# Work required:
Count the lines in the entries below that contain the word "Target" with matching case, and reply with only that number.

# Data for this exercise:
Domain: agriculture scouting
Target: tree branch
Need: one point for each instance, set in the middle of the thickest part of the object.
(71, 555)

==

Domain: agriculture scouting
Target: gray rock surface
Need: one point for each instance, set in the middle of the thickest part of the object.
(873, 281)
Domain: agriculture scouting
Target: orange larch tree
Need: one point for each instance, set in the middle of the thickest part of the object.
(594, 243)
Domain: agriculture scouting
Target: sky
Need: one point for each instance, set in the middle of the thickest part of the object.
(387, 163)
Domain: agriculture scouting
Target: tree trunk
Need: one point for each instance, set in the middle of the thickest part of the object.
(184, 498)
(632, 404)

---

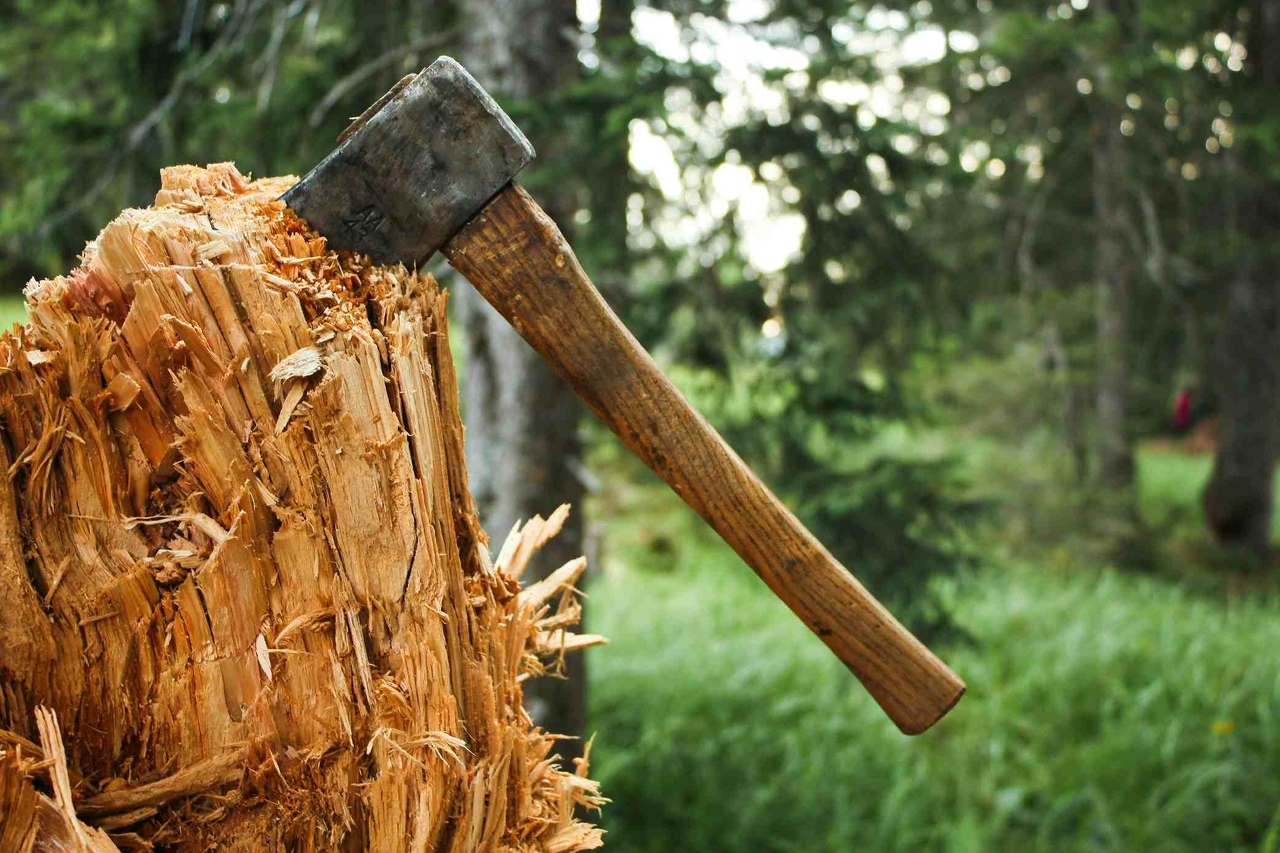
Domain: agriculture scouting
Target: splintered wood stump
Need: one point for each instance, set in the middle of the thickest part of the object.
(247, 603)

# Answer to the task:
6